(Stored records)
▼
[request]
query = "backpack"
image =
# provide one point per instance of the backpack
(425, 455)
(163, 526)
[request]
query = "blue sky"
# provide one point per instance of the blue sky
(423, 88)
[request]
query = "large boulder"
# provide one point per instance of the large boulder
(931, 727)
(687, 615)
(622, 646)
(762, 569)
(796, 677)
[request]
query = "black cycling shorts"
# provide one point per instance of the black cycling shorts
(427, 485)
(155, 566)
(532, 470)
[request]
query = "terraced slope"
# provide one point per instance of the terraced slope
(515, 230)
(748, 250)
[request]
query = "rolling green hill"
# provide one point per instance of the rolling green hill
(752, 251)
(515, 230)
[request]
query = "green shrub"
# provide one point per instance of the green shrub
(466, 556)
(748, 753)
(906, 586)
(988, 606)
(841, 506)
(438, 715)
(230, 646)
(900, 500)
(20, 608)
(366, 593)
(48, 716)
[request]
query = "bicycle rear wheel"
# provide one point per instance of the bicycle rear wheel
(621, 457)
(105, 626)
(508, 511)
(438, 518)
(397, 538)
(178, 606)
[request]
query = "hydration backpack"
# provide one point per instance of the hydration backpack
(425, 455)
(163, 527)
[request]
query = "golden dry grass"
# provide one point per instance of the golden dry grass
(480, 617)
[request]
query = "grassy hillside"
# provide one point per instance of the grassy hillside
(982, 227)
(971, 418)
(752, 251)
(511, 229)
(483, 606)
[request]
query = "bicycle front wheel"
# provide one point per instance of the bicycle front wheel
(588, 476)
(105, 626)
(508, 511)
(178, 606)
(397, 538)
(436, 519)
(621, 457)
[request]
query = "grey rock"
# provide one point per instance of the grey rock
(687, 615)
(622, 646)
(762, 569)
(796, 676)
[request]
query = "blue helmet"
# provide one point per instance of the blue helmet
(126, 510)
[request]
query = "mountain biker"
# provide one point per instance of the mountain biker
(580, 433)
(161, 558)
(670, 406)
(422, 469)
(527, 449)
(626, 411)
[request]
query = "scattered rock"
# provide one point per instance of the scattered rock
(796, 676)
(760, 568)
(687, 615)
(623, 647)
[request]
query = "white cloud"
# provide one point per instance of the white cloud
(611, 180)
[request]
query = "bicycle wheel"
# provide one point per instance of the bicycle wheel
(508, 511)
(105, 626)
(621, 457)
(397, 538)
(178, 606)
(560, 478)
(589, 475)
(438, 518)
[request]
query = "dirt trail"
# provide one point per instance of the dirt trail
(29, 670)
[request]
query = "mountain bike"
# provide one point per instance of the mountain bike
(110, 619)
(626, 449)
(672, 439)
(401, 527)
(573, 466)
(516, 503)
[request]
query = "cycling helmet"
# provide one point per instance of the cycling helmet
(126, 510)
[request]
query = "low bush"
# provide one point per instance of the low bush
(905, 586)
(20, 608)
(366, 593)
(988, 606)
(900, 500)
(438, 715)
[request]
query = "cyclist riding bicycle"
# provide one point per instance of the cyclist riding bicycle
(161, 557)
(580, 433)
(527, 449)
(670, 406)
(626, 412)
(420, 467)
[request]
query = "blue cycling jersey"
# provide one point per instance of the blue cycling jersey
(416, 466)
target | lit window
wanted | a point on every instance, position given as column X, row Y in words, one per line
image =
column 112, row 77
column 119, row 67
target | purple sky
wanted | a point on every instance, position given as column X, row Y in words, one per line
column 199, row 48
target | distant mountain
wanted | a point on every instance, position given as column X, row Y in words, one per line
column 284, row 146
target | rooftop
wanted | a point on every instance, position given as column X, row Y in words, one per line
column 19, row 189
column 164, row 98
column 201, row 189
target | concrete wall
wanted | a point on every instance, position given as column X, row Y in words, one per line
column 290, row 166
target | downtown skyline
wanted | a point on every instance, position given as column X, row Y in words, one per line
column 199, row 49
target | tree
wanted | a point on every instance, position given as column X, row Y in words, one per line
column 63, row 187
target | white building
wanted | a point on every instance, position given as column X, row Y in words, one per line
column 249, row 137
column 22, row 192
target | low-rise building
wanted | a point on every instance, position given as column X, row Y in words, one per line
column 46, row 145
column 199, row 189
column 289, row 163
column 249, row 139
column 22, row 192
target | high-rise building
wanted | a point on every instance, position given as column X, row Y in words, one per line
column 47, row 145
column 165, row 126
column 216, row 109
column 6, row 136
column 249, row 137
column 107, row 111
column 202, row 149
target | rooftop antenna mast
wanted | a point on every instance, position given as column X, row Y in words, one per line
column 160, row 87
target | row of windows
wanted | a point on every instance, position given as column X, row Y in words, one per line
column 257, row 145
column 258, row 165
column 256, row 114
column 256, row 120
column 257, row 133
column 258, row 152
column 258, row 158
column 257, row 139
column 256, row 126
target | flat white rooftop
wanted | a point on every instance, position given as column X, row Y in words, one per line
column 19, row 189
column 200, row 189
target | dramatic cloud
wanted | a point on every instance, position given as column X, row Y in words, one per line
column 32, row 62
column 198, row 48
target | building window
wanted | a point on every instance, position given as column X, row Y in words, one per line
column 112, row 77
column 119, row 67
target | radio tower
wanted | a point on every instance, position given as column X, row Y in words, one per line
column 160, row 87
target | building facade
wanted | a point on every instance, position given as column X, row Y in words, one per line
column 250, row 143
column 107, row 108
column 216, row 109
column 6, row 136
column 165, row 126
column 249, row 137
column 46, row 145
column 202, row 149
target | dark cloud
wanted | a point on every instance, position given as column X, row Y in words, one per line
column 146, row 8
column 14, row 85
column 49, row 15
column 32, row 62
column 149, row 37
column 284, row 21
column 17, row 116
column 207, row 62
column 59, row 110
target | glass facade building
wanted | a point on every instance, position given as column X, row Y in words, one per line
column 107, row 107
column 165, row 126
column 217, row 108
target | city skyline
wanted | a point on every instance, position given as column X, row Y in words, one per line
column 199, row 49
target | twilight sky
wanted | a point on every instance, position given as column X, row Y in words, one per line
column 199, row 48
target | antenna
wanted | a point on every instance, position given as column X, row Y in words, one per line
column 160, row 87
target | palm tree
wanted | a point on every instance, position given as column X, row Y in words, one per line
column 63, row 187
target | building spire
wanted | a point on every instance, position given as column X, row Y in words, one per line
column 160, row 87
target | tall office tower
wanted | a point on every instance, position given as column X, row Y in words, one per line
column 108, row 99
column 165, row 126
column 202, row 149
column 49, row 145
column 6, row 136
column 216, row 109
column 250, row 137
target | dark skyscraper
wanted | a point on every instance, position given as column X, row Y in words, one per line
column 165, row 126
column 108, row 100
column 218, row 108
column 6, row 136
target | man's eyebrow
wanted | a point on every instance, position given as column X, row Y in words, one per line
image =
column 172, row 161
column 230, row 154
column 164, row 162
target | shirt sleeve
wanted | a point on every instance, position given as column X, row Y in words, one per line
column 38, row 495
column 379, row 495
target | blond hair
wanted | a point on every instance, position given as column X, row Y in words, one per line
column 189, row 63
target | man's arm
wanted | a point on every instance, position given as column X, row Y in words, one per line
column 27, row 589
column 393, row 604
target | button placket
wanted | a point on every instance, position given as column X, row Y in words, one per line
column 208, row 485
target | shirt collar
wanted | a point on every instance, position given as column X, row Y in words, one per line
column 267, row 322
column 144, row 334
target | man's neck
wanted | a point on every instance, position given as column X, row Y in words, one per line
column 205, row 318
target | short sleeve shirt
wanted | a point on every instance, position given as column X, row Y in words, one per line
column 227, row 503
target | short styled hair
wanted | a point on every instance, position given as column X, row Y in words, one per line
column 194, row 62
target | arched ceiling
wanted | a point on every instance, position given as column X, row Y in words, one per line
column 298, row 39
▲
* _YOUR INSTRUCTIONS_
Where a line in the records above contains the string "antenna", copy that line.

* _RESPONSE_
target | rooftop antenna mast
target | antenna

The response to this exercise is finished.